Segment Open
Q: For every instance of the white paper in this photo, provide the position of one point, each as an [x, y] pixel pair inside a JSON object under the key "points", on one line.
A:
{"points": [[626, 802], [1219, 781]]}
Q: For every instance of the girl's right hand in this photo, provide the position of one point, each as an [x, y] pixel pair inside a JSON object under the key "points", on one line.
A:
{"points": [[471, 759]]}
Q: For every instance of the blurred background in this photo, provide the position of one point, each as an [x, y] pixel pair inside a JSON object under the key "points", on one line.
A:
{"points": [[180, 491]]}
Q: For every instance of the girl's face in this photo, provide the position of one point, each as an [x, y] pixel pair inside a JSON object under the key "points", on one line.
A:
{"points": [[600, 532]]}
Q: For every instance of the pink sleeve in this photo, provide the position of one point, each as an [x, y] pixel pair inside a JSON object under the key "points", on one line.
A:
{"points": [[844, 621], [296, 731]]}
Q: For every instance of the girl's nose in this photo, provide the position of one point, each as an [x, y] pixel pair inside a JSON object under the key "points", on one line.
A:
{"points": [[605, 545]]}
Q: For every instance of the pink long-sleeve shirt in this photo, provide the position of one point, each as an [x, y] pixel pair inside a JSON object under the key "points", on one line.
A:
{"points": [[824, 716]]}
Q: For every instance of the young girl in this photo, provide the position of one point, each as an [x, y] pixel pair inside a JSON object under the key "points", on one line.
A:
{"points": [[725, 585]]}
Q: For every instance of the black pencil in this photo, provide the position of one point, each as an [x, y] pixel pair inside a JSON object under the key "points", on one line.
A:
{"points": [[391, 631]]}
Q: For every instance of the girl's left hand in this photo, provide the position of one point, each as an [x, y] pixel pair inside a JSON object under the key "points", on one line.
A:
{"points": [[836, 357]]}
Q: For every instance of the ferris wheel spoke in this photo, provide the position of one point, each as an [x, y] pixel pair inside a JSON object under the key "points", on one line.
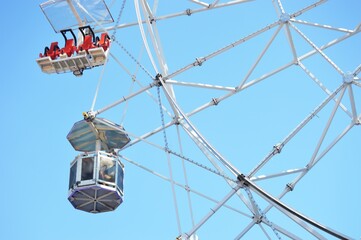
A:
{"points": [[276, 149], [317, 49], [280, 174], [357, 70], [290, 42], [353, 103], [144, 37], [200, 61], [291, 213], [187, 12], [264, 231], [283, 231], [125, 98], [328, 27], [200, 3], [184, 187], [321, 155], [300, 12], [322, 86], [260, 56], [278, 6], [332, 115], [213, 211]]}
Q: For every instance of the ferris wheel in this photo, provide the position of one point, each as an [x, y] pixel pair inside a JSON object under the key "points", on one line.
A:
{"points": [[220, 108]]}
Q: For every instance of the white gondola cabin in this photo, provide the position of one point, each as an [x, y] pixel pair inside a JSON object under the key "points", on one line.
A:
{"points": [[96, 182], [96, 176]]}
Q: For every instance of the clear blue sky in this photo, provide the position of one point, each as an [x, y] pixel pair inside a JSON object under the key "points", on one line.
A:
{"points": [[38, 110]]}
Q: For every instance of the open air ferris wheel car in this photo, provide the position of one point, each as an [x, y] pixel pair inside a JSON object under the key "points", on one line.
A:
{"points": [[289, 90], [77, 54]]}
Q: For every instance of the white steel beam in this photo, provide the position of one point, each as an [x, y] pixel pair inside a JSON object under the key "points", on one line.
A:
{"points": [[295, 131], [352, 101], [199, 61], [260, 56], [291, 43], [199, 85], [323, 87], [332, 115], [283, 173], [290, 212], [186, 188], [213, 211], [317, 49], [183, 13]]}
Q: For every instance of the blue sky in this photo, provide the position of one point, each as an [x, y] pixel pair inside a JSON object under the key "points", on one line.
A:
{"points": [[39, 109]]}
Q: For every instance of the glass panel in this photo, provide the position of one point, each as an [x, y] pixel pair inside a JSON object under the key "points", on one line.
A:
{"points": [[87, 168], [120, 176], [83, 138], [107, 169], [72, 177]]}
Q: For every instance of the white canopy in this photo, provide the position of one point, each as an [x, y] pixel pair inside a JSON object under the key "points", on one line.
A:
{"points": [[65, 14]]}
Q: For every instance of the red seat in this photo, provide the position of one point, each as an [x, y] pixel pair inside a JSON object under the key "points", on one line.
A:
{"points": [[104, 41], [69, 48], [87, 44], [52, 51]]}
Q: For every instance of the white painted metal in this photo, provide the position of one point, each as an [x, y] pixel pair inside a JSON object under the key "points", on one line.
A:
{"points": [[146, 21]]}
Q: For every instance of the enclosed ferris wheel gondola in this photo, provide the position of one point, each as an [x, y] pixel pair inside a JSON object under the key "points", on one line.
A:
{"points": [[77, 55], [96, 175]]}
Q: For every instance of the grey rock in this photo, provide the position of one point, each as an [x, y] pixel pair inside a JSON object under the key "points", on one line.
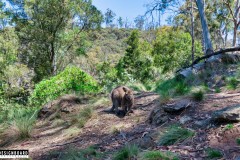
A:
{"points": [[185, 119], [228, 114], [237, 158], [203, 123], [145, 142], [177, 106]]}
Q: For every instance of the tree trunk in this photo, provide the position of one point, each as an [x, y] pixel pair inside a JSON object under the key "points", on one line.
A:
{"points": [[53, 60], [234, 36], [192, 30], [206, 34]]}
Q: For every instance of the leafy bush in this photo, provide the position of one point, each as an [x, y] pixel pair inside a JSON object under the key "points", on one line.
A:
{"points": [[228, 127], [213, 153], [73, 154], [17, 82], [172, 49], [19, 118], [175, 134], [84, 115], [156, 155], [198, 95], [71, 79], [127, 152]]}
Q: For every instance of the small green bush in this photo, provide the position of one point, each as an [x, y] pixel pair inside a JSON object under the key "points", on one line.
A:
{"points": [[228, 127], [238, 141], [198, 95], [127, 152], [175, 134], [24, 125], [74, 154], [71, 79], [213, 153], [19, 118], [217, 90], [157, 155]]}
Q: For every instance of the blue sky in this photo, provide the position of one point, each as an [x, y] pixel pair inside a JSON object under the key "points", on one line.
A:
{"points": [[126, 8], [123, 8]]}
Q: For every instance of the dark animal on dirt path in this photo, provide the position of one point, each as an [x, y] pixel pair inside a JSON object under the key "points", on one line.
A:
{"points": [[122, 96]]}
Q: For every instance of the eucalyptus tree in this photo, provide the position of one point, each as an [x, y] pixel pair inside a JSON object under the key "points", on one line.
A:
{"points": [[233, 7], [139, 22], [173, 5], [109, 16], [52, 32]]}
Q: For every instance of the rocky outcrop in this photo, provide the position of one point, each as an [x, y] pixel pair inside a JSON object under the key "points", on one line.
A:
{"points": [[65, 104], [177, 106], [210, 62], [228, 114], [162, 112]]}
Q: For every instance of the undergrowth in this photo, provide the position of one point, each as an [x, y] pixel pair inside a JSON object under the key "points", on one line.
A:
{"points": [[158, 155], [127, 152], [174, 134]]}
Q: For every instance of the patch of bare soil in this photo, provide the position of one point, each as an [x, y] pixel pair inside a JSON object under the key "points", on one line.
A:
{"points": [[110, 132]]}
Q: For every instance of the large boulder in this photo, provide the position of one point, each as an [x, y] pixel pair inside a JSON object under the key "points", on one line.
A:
{"points": [[228, 114], [209, 63], [158, 116], [177, 106]]}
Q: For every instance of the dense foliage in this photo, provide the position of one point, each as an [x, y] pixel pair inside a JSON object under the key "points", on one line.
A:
{"points": [[172, 49], [71, 79]]}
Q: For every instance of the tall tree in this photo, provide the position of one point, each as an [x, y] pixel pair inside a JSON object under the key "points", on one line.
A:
{"points": [[206, 33], [52, 31], [170, 4], [109, 17], [234, 10], [120, 22], [139, 22]]}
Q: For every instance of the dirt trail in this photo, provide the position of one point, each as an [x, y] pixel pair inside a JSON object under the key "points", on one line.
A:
{"points": [[110, 132]]}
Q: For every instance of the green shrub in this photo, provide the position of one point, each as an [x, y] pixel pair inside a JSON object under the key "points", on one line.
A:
{"points": [[19, 118], [84, 115], [172, 49], [157, 155], [238, 141], [74, 154], [18, 82], [213, 153], [217, 90], [232, 83], [24, 125], [175, 134], [198, 95], [127, 152], [71, 79]]}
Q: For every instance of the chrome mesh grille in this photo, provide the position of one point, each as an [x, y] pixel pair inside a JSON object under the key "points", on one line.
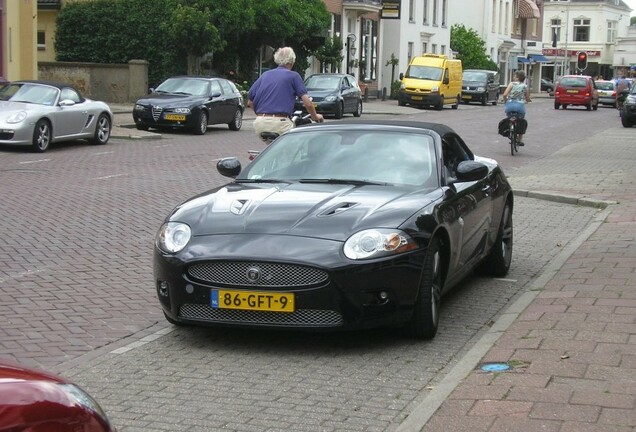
Segment Closed
* [Assignment] Every line of the data above that includes "pink" should be listed.

* [Response to the exercise]
Q: For every instance of the pink sleeve in this photo, provide the position of one point, each as an [x, y] pixel pair inside a JSON object under the key "points", on one line.
Q: For every instance of the pink long-sleeve shirt in this photo, provide the position of one point, each as an [x, y] pixel pair inside a JSON object under the key "points", on one line.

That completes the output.